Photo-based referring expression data
····················

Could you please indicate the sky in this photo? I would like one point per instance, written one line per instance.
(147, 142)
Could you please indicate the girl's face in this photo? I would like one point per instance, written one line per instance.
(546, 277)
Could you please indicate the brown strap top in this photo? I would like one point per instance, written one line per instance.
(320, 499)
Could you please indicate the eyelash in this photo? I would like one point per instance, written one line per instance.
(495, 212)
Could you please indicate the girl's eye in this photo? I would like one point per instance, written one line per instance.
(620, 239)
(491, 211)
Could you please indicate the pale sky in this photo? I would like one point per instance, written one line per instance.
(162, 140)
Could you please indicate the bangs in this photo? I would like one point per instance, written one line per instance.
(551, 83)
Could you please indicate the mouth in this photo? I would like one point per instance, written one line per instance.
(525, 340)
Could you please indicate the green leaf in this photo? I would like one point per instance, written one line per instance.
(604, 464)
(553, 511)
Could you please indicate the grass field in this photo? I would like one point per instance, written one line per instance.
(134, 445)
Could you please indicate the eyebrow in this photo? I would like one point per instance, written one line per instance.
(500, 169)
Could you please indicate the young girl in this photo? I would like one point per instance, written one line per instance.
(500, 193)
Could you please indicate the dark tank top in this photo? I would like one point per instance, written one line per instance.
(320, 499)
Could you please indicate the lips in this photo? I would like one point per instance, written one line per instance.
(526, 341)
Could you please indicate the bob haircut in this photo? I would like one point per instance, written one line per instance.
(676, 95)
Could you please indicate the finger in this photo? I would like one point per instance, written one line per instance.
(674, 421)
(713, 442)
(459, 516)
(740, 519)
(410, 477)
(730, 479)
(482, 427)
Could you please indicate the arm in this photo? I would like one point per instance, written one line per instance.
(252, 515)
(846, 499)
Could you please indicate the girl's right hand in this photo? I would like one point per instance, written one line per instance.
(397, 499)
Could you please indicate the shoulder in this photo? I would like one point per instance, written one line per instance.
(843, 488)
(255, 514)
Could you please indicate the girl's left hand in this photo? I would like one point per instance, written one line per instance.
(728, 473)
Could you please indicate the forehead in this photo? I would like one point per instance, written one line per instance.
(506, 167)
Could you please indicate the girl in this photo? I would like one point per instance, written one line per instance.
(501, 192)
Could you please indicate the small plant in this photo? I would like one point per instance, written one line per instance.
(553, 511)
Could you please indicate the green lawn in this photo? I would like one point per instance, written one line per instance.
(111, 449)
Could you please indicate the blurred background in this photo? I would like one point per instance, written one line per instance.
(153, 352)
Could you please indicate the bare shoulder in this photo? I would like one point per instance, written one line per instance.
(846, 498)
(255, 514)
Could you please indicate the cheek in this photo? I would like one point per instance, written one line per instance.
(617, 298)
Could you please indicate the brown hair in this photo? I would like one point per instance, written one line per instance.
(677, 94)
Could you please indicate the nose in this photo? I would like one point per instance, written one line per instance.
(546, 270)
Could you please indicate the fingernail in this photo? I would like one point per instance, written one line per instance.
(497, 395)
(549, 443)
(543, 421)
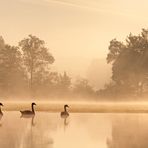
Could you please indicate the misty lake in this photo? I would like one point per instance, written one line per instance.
(87, 130)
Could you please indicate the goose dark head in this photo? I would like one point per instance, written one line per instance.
(33, 103)
(1, 104)
(66, 106)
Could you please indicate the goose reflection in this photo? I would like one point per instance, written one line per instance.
(1, 113)
(65, 115)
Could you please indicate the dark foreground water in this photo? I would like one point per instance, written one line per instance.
(80, 130)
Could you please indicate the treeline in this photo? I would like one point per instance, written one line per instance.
(129, 61)
(25, 72)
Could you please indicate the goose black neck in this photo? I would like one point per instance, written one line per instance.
(32, 108)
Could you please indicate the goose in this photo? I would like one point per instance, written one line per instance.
(1, 113)
(65, 113)
(29, 112)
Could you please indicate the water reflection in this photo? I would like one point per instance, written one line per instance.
(129, 131)
(45, 130)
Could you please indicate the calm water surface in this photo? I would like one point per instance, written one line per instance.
(87, 130)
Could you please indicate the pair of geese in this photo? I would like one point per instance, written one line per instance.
(31, 112)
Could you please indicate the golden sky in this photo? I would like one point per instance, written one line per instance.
(76, 31)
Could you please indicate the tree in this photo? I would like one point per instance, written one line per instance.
(12, 75)
(36, 57)
(130, 61)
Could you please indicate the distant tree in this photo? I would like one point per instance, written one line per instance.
(64, 81)
(37, 58)
(130, 61)
(11, 71)
(83, 88)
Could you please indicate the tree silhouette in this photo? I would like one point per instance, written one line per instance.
(130, 61)
(36, 56)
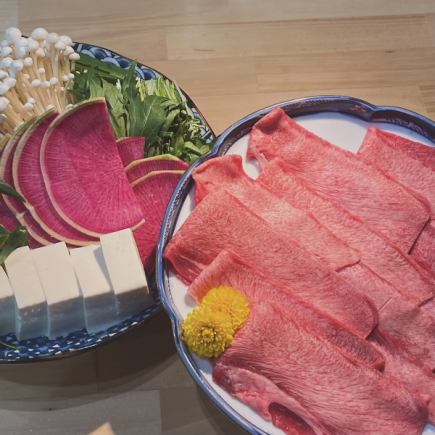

····················

ASSIGNMENT
Your copy of the records must match them exactly, except that no pictures appear in it.

ANSWER BELOW
Could you please indicate the sky in this photo? I would like one point per instance, written one line per instance.
(147, 142)
Could you please indicate the girl's face in this photo? I would like one point per instance, written one line per instance.
(546, 277)
Could you please indicate the brown strap top in this photo? I would like one point per instance, written one line per instance.
(320, 499)
Could you please indicate the eyelash in this photo? I would like one point per instance, written one line per instance.
(495, 212)
Could you please indicate the girl's eye in this photo? I would like one point per instance, written one line per instance.
(620, 239)
(491, 211)
Could you please indicate the pale sky in this photo? I would like one point per instance, written one line per instance.
(162, 140)
Could you please indicate the bangs in this photo? I would like one point per instance, written one line per instance.
(551, 83)
Could you please indicate the mouth in this photo? I would like one point per instance, written one line per instance.
(525, 340)
Could you please indicate the green leaf in this photo? I would like one point per instance, written one line per instance.
(604, 464)
(553, 511)
Could you please indicate the grass field in this photo? I would like one point per instance, written one line per instance.
(134, 445)
Could you please indicate the eyebrow in this photo? I would like one point per instance, written one line per instance.
(500, 169)
Could you please indicate the young girl in this photo? I would like one point per instance, written one line per instance.
(500, 193)
Could you please indicate the dark tank top in this photo? I would like one point per instance, written one line per instance.
(320, 499)
Could you please indicate the lips in this photo? I would like one point per instance, written one line per instance.
(526, 341)
Could you please indicate the bob haircut in this photo? I would like one point per instance, written one line per instance.
(676, 95)
Could you please indicate the finger in this photo? I would like one point per instance, written one line per instance.
(674, 421)
(713, 442)
(459, 516)
(740, 519)
(410, 477)
(730, 479)
(482, 427)
Could you please indicate the arm in this photo? I would like one point per instance, written one line per instance.
(252, 515)
(846, 499)
Could you please indicate the girl's right hand in this photo? I would like one point per instance, written one line per instance.
(397, 499)
Could you please indicate the shoulder in this photo? I would like one point per instance, written one line per instance.
(843, 488)
(255, 514)
Could you please indicate the girl's left hand in this photo? I would like one point per instance, written one line per instance.
(728, 473)
Could you please indicate the forehead in this photo? I would like one point per instance, written one line per instance.
(506, 167)
Could you please indicate the girl in this photo? I would like one point per instance, written one line per instance.
(501, 192)
Could you please indicate the small plant in this photo? I would like one point per instance, written one line per instance.
(553, 511)
Could you please indicate the green lawn in this photo? I would like one point per instance, written one line per instance.
(111, 449)
Could you please indicate the blurred background in this photo? I would like one point per instance, written one line per instance.
(153, 352)
Could you please indicate the bare shoulder in this photo? I would like one point per instance, written one line per instance.
(846, 498)
(255, 514)
Could you please indicate the cheek in this photo? I would like one point per instance, written one line per instance.
(617, 298)
Could you please indicate the brown hair in this photo? I would like one point per instance, written one line per instance.
(677, 94)
Could you please indicate the nose in this photo? I would like one point per instance, written one line per instance.
(546, 270)
Could you please indicate the fingernail in this photo? I would like one point per instance, written one line per instance.
(497, 395)
(549, 443)
(543, 421)
Could you please indicate the misty lake in this photo? I would like one point per instance, written one line per instance.
(87, 130)
Could you please indicate the goose dark head in this photo? I would like one point per instance, written one line per instance.
(33, 103)
(1, 104)
(66, 106)
Could you please indicate the goose reflection in this photo? I would like one point per instance, written one line per instance.
(1, 113)
(65, 115)
Could you please indicate the dark foreground water in this photo? I would like one point per instance, written one line per instance.
(80, 130)
Could you please indicate the treeline in this photo? I would like one point per instance, written one line per instance.
(129, 61)
(25, 72)
Could you please indicate the goose black neck in this photo? I would like one point per instance, written one line per instance.
(32, 108)
Could you please indicate the goose in this photo? I would like one point per instance, written one line per instance.
(1, 113)
(65, 113)
(29, 112)
Could you please indicate the water reflection in this photo? I would like one point per instance, written one line per instance.
(129, 131)
(45, 130)
Could you please indicate the calm water surface in this photo? I would like one point per instance, written one line per instance.
(87, 130)
Could you please indicate the pair of geese in this photo? I would like one point per instance, written one line per instance.
(31, 112)
Could you please indicate the golden sky in this photo? I would like one point per instance, written one line per instance.
(76, 31)
Could you please indicate the tree in this photo? I would like one point per instance, written one line per instance.
(12, 75)
(36, 57)
(130, 61)
Could you please indicate the distant tree in this photo? I would like one point per instance, written one line per instance.
(64, 81)
(37, 58)
(130, 61)
(11, 71)
(83, 88)
Could you please indicate the tree silhouette in this photo? I would like one point per instance, written one line per instance.
(130, 61)
(36, 56)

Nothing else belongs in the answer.